### PROBLEM DETAILS
Copy each of the records below line for line, changing nothing.

### SUPPLIED MATERIAL
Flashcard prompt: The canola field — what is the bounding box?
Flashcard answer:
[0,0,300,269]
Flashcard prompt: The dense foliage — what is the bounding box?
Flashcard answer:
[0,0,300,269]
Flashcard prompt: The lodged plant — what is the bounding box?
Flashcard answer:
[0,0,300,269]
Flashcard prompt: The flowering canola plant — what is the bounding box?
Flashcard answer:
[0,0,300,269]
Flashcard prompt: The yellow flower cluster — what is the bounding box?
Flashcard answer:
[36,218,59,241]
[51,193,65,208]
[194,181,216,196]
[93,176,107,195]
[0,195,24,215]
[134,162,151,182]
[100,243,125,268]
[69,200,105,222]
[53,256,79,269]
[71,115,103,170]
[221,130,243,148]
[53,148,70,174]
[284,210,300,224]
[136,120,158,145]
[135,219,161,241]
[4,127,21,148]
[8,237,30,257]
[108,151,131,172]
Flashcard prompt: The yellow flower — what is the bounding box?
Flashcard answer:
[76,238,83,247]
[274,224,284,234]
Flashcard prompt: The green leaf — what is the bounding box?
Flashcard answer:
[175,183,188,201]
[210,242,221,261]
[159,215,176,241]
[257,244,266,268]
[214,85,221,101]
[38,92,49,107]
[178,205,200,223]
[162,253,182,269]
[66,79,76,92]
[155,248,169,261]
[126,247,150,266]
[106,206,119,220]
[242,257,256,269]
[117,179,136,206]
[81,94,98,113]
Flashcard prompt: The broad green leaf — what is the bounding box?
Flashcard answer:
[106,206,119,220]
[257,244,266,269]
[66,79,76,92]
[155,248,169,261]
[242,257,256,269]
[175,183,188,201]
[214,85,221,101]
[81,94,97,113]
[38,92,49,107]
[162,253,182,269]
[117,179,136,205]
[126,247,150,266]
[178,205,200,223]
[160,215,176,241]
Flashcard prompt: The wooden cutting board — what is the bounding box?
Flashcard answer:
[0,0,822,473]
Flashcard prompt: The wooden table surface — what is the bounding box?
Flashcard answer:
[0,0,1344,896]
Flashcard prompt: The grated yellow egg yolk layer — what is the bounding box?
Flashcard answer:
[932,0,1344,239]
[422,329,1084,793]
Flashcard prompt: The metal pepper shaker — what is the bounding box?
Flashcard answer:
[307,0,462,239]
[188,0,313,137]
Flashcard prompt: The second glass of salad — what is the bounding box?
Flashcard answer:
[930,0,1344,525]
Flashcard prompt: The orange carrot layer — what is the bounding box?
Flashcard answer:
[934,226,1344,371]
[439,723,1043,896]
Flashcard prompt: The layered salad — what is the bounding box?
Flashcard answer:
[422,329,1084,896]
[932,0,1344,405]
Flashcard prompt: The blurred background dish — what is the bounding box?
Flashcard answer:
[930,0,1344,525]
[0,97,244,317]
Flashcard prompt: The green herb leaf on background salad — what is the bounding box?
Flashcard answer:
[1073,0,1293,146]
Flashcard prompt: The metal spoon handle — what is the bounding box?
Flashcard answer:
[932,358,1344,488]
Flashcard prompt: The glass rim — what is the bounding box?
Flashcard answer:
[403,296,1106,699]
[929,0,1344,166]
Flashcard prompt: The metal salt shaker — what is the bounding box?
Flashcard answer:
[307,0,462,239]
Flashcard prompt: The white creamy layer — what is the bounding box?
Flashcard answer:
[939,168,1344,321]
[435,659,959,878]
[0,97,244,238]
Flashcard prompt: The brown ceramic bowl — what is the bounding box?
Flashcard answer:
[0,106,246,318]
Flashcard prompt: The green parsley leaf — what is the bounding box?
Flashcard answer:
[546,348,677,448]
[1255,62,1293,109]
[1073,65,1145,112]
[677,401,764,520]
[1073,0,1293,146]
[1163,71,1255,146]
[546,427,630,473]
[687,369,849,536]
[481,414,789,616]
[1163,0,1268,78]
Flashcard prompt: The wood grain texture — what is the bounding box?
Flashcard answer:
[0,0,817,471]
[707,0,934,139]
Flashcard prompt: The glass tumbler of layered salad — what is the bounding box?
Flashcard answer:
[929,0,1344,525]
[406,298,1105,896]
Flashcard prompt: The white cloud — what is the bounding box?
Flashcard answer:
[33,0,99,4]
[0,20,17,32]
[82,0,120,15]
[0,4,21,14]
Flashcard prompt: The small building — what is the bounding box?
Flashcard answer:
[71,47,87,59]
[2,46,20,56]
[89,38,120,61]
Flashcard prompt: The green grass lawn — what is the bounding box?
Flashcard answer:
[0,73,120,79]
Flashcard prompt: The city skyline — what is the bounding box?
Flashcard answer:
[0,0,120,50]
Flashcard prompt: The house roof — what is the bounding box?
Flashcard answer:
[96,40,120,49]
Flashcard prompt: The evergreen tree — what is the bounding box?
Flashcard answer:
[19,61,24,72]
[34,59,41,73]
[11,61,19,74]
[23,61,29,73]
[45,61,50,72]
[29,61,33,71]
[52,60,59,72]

### SOLUTION TO THE EXERCISE
Flashcard prompt: The canola field — what is the bounding box?
Flashcard answer:
[0,0,300,269]
Flashcard prompt: The dense foliage — what is the bounding box?
Flashcard answer:
[0,0,300,269]
Flashcard prompt: The lodged plant — what is the bounding box?
Flashcard answer:
[0,0,300,269]
Flashcard prompt: The flowering canola plant — what is the bounding box?
Flashcard answer:
[0,0,300,269]
Flashcard prompt: The yellow flower cluster — what is the bounding box?
Flashcard answer:
[36,218,59,241]
[51,193,65,208]
[194,181,216,196]
[93,176,107,195]
[0,195,24,215]
[134,162,151,182]
[100,243,125,268]
[69,200,105,222]
[53,256,79,269]
[71,115,103,170]
[221,130,243,148]
[53,148,70,174]
[284,210,300,224]
[136,120,158,145]
[135,219,161,241]
[4,127,21,148]
[8,237,30,257]
[108,151,131,172]
Flashcard prompt: The yellow flower — what is the bounding box?
Flashcard answer:
[76,238,83,247]
[274,224,284,234]
Flashcard prompt: The green leaf — what is the bounding box?
Flashcard answer:
[175,183,188,201]
[210,242,221,261]
[159,215,176,241]
[257,244,266,268]
[214,85,221,101]
[38,92,49,107]
[178,205,200,223]
[162,253,182,269]
[66,79,76,92]
[155,248,169,261]
[126,247,150,266]
[106,206,119,220]
[242,257,256,269]
[117,179,136,206]
[81,94,98,113]
Flashcard prompt: The broad green leaf — what is the bounding box?
Flashcard answer:
[106,206,119,220]
[257,244,266,269]
[66,79,76,92]
[155,248,169,261]
[242,257,256,269]
[175,183,188,201]
[214,85,221,101]
[81,94,97,113]
[38,92,49,107]
[162,253,182,269]
[117,179,136,205]
[126,247,150,266]
[178,205,200,223]
[160,215,176,241]
Flashcard prompt: The wooden cutting board — what is the bounding box?
Flashcard answer:
[0,0,822,473]
Flashcard prompt: The wooden table surface — what is the bounding box?
Flashcard answer:
[0,0,1344,896]
Flashcard prompt: The grated yellow egg yolk layer — what is the bounding box?
Flashcard answer:
[932,0,1344,239]
[422,329,1084,793]
Flashcard prompt: The metal pepper shaker — what is the bounding box?
Flashcard answer:
[307,0,462,239]
[188,0,313,137]
Flashcard prompt: The second glass of salad — what is the bounding box?
Flashcard answer:
[930,0,1344,525]
Flashcard prompt: The orange carrot layer — what is the bounding box?
Flashcard answer:
[934,226,1344,371]
[439,723,1043,896]
Flashcard prompt: The layered salad — what is the bounding box?
Flashcard answer:
[422,329,1084,896]
[932,0,1344,405]
Flashcard prompt: The blurred background dish — what is the bounding box?
Flashcard answer:
[930,0,1344,525]
[0,97,244,317]
Flashcard prompt: The green herb leaf on background salad — what is the bounding box?
Flashcard answer:
[1073,0,1293,146]
Flashcard prompt: The metal spoon handle — what is the bounding box?
Flashcard answer:
[932,358,1344,488]
Flashcard prompt: The glass rim — what is the bounding box?
Flashcard answer:
[403,296,1106,699]
[929,0,1344,166]
Flashcard prompt: The metal salt shaker — what is the bounding box?
Flashcard answer:
[307,0,462,239]
Flashcard prompt: The white creamy layer — what is the bounding box?
Flashcard answer:
[939,168,1344,321]
[435,659,959,878]
[0,97,244,238]
Flashcard prompt: The brown ceramic bowl — what is the bounding box?
Flashcard answer:
[0,106,246,318]
Flashcard prompt: The green parsley leaf — what is the bounding box?
Flashcard answer:
[546,348,677,448]
[1255,62,1293,109]
[1073,65,1145,112]
[677,401,764,520]
[1073,0,1293,146]
[1163,71,1255,146]
[546,427,630,473]
[687,369,849,536]
[481,414,789,616]
[1163,0,1268,78]
Flashcard prompt: The wood grain texture — what is the bounding box?
Flashcard answer:
[0,0,817,471]
[707,0,934,139]
Flashcard prompt: The glass tumbler of layered salad — what is the bounding box?
Flashcard answer:
[929,0,1344,525]
[406,298,1105,896]
Flashcard prompt: The white cloud — what is the bounding box?
Flashcard answer:
[33,0,99,4]
[0,20,17,32]
[82,0,120,15]
[0,4,21,14]
Flashcard prompt: The small building — what is the bounding box?
Flashcard answer:
[71,47,87,59]
[2,46,20,56]
[89,38,120,61]
Flashcard prompt: The green grass lawn — what is the bounding box?
Flashcard answer:
[0,73,120,79]
Flashcard prompt: The city skyline — what is the bounding box?
Flashcard answer:
[0,0,120,50]
Flashcard prompt: The house roof — what is the bounding box?
Flashcard answer:
[96,40,120,49]
Flashcard prompt: The evergreen tree — what is the bounding box?
Flashcard answer:
[19,61,24,72]
[34,59,41,73]
[11,61,19,74]
[23,61,29,73]
[45,61,50,72]
[29,61,33,71]
[52,60,59,72]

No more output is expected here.